#### [Task brief]
Give only the number of lines in the material below that contain the string "limestone", counting only matches with the same case.

#### [Information shown]
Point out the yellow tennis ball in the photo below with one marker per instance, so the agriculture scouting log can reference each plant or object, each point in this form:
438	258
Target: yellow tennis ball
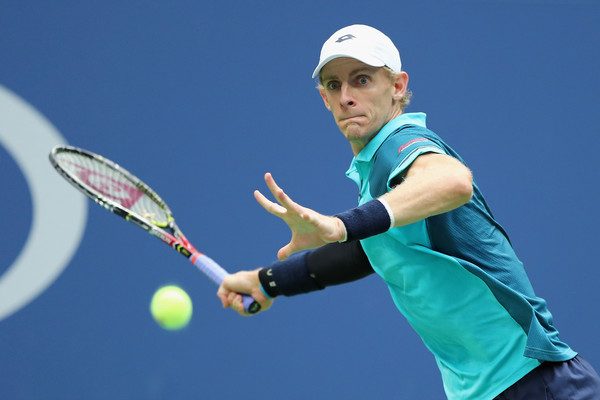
171	307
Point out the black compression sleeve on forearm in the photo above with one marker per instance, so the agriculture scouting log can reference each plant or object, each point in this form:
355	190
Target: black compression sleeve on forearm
289	277
338	263
332	264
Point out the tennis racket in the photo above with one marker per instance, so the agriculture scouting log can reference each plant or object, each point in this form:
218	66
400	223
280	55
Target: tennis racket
120	192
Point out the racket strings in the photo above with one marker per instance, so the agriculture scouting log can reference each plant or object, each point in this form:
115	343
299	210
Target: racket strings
111	182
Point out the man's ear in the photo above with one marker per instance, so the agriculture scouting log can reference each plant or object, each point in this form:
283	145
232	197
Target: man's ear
400	85
322	92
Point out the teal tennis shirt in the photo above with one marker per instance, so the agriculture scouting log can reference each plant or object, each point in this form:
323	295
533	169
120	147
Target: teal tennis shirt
455	276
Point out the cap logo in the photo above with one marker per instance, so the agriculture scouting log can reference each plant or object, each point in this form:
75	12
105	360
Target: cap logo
345	37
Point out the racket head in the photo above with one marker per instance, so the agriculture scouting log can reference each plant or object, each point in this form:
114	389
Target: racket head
111	186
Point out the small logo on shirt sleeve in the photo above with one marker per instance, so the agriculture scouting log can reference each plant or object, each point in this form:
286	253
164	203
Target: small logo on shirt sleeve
408	144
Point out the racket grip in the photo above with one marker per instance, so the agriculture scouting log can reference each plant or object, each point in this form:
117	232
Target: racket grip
216	273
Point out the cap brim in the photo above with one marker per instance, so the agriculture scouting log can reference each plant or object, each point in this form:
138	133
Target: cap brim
369	60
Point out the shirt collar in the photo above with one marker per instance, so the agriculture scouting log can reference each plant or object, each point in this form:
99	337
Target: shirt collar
367	153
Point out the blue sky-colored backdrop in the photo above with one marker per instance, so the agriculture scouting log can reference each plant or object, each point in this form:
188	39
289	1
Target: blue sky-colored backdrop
200	99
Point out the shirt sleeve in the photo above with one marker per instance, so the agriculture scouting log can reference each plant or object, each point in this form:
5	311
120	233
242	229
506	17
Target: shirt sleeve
397	153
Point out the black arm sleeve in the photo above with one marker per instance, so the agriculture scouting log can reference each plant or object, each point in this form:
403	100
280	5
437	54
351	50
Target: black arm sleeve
332	264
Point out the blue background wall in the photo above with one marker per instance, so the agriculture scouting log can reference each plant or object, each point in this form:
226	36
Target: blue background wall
200	99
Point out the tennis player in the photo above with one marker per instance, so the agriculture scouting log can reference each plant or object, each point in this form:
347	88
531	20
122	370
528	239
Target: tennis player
423	226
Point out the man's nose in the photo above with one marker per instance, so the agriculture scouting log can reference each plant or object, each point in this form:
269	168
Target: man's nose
347	97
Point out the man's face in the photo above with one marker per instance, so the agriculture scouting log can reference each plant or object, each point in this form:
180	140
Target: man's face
361	98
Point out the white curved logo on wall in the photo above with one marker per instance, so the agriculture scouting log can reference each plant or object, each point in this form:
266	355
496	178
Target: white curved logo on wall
59	213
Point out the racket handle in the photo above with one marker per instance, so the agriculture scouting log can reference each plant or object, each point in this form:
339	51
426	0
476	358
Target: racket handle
216	273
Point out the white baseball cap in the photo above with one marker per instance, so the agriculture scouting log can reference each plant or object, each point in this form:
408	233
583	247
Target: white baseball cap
363	43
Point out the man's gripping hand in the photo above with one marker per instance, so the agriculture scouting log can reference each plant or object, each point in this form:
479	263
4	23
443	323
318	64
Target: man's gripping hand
246	282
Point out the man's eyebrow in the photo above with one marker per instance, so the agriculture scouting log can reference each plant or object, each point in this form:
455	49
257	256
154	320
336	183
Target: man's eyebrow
356	71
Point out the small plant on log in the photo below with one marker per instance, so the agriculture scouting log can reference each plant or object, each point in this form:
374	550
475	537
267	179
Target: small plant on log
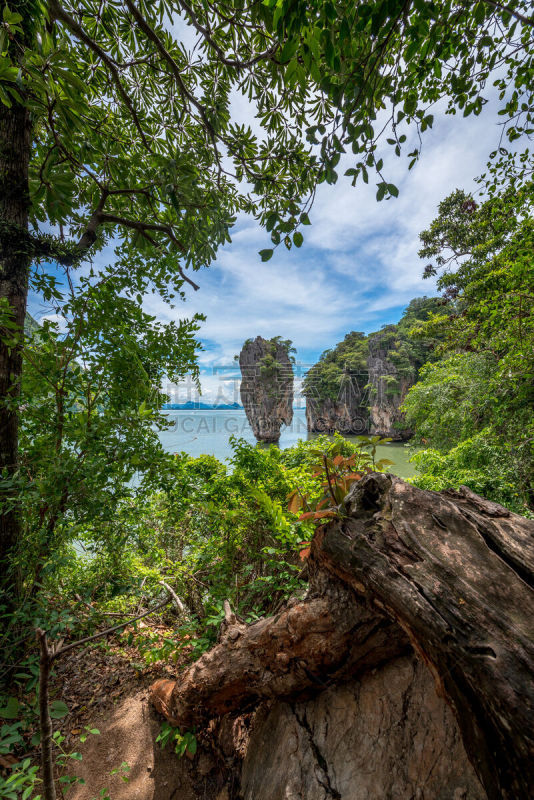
337	474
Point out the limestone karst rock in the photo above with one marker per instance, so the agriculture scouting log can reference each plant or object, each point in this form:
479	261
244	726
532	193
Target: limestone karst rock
358	386
267	386
387	391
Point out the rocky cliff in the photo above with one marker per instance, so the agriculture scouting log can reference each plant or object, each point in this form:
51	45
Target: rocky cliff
388	388
267	386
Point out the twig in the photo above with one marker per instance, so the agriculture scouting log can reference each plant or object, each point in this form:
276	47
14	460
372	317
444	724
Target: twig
176	600
45	723
60	651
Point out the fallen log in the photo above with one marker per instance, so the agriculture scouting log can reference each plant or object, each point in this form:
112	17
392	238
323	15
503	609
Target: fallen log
449	573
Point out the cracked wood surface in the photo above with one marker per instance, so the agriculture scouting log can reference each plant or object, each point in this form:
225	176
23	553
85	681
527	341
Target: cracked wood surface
456	572
449	572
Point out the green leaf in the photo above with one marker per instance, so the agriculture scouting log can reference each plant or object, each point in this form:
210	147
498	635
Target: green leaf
11	710
58	709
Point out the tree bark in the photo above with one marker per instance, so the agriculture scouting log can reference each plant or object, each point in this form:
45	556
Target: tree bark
448	572
14	272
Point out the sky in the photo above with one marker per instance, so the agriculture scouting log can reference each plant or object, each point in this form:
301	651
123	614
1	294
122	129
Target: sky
357	269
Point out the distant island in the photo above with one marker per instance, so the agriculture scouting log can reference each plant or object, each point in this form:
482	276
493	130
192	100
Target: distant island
194	405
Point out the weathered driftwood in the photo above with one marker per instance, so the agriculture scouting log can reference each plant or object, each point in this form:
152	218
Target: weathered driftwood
451	573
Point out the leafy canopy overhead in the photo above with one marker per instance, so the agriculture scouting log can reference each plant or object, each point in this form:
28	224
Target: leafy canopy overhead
134	132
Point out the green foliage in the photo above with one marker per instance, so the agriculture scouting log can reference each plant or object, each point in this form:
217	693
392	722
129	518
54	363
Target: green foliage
481	392
336	473
91	411
181	742
344	369
481	462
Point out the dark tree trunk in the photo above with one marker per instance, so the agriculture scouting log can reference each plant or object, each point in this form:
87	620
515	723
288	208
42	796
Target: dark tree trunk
14	270
449	573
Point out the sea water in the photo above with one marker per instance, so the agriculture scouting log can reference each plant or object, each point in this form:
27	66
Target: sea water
207	431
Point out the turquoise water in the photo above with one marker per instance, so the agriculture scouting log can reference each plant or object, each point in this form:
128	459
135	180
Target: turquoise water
206	431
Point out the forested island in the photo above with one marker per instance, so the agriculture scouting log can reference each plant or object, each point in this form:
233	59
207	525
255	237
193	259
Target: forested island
293	622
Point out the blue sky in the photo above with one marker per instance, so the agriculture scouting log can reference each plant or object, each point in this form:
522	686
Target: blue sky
357	269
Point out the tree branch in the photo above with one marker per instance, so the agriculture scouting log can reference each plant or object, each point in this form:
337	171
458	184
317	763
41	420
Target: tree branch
515	14
206	33
60	13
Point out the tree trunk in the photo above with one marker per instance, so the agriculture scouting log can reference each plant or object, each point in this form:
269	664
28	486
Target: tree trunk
448	572
14	271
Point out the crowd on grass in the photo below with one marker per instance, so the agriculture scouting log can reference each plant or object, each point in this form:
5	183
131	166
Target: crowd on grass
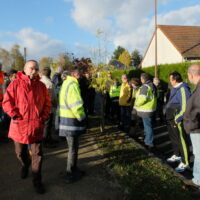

#### [The result]
2